## Brief
Write out every line of the data below unchanged, in the same order.

## Provided data
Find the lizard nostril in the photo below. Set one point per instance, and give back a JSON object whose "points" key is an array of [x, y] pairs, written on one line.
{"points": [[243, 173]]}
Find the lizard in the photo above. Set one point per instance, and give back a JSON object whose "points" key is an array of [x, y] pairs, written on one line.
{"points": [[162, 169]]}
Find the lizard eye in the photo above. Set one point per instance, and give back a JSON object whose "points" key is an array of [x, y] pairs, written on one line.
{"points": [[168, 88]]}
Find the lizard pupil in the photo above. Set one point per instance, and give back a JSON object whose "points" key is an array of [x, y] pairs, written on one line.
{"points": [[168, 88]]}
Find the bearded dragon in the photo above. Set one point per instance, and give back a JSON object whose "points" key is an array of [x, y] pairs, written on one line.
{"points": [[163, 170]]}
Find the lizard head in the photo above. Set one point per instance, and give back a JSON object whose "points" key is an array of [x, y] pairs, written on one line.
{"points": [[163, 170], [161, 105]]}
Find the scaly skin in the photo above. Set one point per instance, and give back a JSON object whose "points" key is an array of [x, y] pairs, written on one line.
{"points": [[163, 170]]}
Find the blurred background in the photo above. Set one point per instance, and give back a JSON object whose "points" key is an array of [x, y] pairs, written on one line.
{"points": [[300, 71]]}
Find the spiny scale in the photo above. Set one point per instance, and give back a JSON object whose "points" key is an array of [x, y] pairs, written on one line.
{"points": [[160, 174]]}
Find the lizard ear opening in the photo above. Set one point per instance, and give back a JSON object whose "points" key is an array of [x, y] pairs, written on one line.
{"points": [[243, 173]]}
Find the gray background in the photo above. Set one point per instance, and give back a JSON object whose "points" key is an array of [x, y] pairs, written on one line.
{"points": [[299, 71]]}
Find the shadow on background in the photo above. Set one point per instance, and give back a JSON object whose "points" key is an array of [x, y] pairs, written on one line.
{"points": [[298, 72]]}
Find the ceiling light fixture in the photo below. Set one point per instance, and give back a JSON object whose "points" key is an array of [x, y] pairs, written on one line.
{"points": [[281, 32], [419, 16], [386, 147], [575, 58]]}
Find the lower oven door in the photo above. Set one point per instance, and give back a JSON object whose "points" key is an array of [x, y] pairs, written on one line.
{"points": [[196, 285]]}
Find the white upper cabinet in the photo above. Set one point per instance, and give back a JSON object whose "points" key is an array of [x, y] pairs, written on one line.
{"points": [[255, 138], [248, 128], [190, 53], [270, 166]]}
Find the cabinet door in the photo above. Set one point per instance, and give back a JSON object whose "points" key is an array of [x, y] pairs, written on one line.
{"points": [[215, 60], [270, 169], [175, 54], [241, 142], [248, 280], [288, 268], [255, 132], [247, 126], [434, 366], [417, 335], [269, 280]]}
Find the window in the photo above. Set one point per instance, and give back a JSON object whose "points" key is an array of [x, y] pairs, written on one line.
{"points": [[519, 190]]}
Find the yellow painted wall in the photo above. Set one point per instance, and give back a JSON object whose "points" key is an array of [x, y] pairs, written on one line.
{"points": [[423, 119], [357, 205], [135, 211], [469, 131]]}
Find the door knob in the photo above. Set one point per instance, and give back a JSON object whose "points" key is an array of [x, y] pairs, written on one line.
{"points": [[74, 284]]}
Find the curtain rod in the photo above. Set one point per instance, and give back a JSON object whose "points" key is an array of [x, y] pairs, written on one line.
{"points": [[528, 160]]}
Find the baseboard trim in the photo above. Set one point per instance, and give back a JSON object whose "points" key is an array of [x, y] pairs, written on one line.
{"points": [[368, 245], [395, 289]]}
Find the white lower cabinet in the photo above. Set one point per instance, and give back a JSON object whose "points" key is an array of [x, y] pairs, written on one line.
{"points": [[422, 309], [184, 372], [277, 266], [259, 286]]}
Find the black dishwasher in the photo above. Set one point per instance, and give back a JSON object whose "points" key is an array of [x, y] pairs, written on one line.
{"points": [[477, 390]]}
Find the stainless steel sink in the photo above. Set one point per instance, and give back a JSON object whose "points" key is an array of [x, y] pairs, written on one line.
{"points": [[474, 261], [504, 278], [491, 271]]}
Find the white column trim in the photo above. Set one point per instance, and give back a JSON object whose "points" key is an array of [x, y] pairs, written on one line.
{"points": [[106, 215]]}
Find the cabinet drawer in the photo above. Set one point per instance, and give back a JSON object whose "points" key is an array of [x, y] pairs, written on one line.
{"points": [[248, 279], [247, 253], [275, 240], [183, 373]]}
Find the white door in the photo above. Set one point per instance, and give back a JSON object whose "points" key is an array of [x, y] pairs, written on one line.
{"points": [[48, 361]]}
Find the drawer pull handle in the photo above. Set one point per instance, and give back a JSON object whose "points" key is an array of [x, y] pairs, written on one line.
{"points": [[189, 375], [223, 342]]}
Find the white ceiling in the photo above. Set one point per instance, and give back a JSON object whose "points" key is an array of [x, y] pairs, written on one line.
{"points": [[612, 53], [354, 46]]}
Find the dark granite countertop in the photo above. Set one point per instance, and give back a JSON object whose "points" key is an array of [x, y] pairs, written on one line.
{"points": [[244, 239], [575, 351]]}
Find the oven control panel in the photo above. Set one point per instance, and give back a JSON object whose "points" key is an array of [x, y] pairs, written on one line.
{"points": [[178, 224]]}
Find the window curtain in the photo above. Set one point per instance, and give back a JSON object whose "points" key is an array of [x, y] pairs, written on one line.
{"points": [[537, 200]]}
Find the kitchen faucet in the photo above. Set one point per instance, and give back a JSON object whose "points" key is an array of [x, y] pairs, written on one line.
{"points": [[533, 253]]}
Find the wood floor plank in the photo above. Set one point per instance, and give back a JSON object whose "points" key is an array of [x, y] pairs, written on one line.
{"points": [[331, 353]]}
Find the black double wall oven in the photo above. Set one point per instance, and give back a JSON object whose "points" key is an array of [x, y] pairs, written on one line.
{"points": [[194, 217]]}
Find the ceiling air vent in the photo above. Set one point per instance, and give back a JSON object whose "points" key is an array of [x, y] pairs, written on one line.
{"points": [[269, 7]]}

## Answer for the task
Find the lizard nostril in the photo below. Set one point per instance, and give back a JSON object whose "points" key is an array of [x, y] pairs, written on one line.
{"points": [[243, 173]]}
Find the lizard in the photo above. Set one point per instance, and give back a JSON object whose "points" key is an array of [x, y] pairs, written on one line.
{"points": [[162, 169]]}
Find the lizard eye in the photo above. Set one point per instance, and give back a JSON object whose "points" key is an array of [x, y] pairs, written on one line.
{"points": [[168, 88]]}
Find the lizard pupil in the photo above. Set one point per instance, and give back a JSON object whose "points" key is an array of [x, y] pairs, written on one line.
{"points": [[168, 88]]}
Find the bearded dragon in the photo above. Set one point per instance, and give back a JSON object whose "points" key is an array of [x, y] pairs, written on one line.
{"points": [[163, 170]]}
Find the lizard head in the photo above. Set one point per instance, and give back a JSON object whose "points" key is an array of [x, y] pairs, written on one line.
{"points": [[163, 170], [161, 105]]}
Find the scaly skin in the photo above. Set one point per instance, and give back a JSON object whose "points" key is an array of [x, y] pairs, written on one line.
{"points": [[163, 170]]}
Find the blurred background in the photo above. Set one point per instance, and give back a JSON object whose "points" key is an array of [x, y] pairs, written on one line.
{"points": [[300, 71]]}
Find the spiny scale in the photo above. Set one point per instance, and give back a JSON object whose "points" key is an array of [x, y] pairs, written on one line.
{"points": [[160, 174]]}
Find the lizard ear opening in the photo above. Set one point per instance, and give back a JSON object whose "points" key is an array of [x, y] pairs, written on one line.
{"points": [[243, 173]]}
Find the gray background in the photo above. Set one point per instance, and give back a JSON object whose "points" key is an array of [x, y] pairs, written on one line.
{"points": [[299, 71]]}
Find the shadow on background in the photo above. Set one point per instance, and give back a JSON object whose "points" key is an array of [x, y] pairs, written on one line.
{"points": [[298, 72]]}
Find the ceiling light fixture in the photo below. Set one point per instance, and give back a JSON object whose "points" key is an array of [x, y] pairs, written on one line.
{"points": [[281, 32], [419, 16], [386, 147], [575, 58]]}
Find the lower oven door in the photo above. Set one point per instance, and give back a JSON object whose "points" key is an array of [x, y] pairs, written on one line.
{"points": [[196, 285]]}
Find the white upper cabinet in the photo above. Set one point per instance, and give back a JSON object whose "points" key is an array of [x, y] pairs, written on one line.
{"points": [[255, 138], [248, 128], [190, 53], [270, 166]]}
Find the cabinet door in the photo above. Set one point per instance, and give back a JSON object whose "points" key is an array of [x, y] pairs, written on one line.
{"points": [[215, 60], [270, 169], [175, 54], [241, 142], [248, 280], [288, 268], [255, 132], [247, 126], [434, 366], [417, 335], [269, 280]]}
Find the window in the photo above. Set one point per instance, and give back a JSON object whose "points" key is an array of [x, y] pairs, written on one line.
{"points": [[519, 190]]}
Find the yellow painted wall in the photo above. Set one point per instance, and give back a JSON object whose "points" key is an array of [x, y] pairs, written on one line.
{"points": [[423, 119], [357, 205], [135, 211], [469, 131]]}
Find the door knob in the photo above. Set one point per instance, and give back a JSON object whose "points" key is an array of [x, y] pairs, written on one line.
{"points": [[74, 284]]}
Find the curtain rod in the photo above. Set one point per instance, and give back a JSON object whose "points" key is an array of [x, y] pairs, written on one line.
{"points": [[528, 160]]}
Find the baseboard trim in the photo above. Set one point per instance, and give back a JSON object whose "points" key is an array of [x, y] pairs, written on one line.
{"points": [[368, 245], [395, 289]]}
Find the white lower cabinet in the photo above. Set one point per instance, and give back a JSON object whose "points" key is an array of [x, y] pairs, written on one line.
{"points": [[422, 309], [184, 372], [277, 266], [259, 286]]}
Find the black dishwasher in the photo above. Set one point per instance, and give back a JSON object whose "points" key is an array of [x, y] pairs, written on one line.
{"points": [[477, 390]]}
Find the stainless steel sink in the photo above. Set one point per instance, and give back a JSON object whose "points" key is an array of [x, y] pairs, written on one line.
{"points": [[474, 261], [504, 278], [491, 271]]}
Find the white column trim in the photo above. Set one point per instance, and give back a JSON object whose "points" key is an array of [x, y] pairs, written on one line.
{"points": [[106, 215]]}
Find the cabinet drawer in the photo above. Set one point per instance, and give back a JSON object whose "points" key is an array of [x, y] pairs, written on one line.
{"points": [[248, 279], [247, 253], [275, 240], [183, 373]]}
Find the white door in the photo above. Set one point per instance, and give back a JSON object whose "points" key is an array of [x, y] pairs, written on one line.
{"points": [[48, 361]]}
Find the drawer pull handle in the photo above. Set one point per instance, and give back a JSON object whose "points" key is an array of [x, y] pairs, written on one line.
{"points": [[189, 375], [223, 342]]}
Find the white ceiling in the photo above. Set one point per instance, and give back a JSON object whose "points" key is an array of [x, y] pairs, written on one line.
{"points": [[612, 53], [354, 46]]}
Find the dark granite countertop in the photo above. Set one point per instance, and give back a JSON object whose "points" key is an array of [x, y] pairs, written on one line.
{"points": [[244, 239], [575, 351]]}
Find the oven control panel in the photo above. Set one point per instance, and give back a JSON object whose "points" key is an array of [x, y] pairs, written on one line.
{"points": [[178, 224]]}
Find the window curtain in the photo above. Set one point per instance, and give back a JSON object whose "points" key is an array of [x, y] pairs, written on one line.
{"points": [[537, 200]]}
Find the kitchen faucet in the photo above. Set one point per instance, and give back a JSON object whose "points" key is an array of [x, y] pairs, written on one line.
{"points": [[533, 253]]}
Find the wood floor plank in the photo above. Set one point per instance, and give back a JSON object whose "points" key is an array of [x, y] pairs, written on one line.
{"points": [[331, 353]]}
Find the black double wall oven in the photo above. Set one point per instance, and give back a JSON object whose "points" key is an array of [x, y] pairs, written on one line.
{"points": [[194, 217]]}
Find the ceiling air vent in the photo above. Set one point per instance, and give back a JSON object whose "points" key is an array of [x, y] pairs, written on one line.
{"points": [[269, 7]]}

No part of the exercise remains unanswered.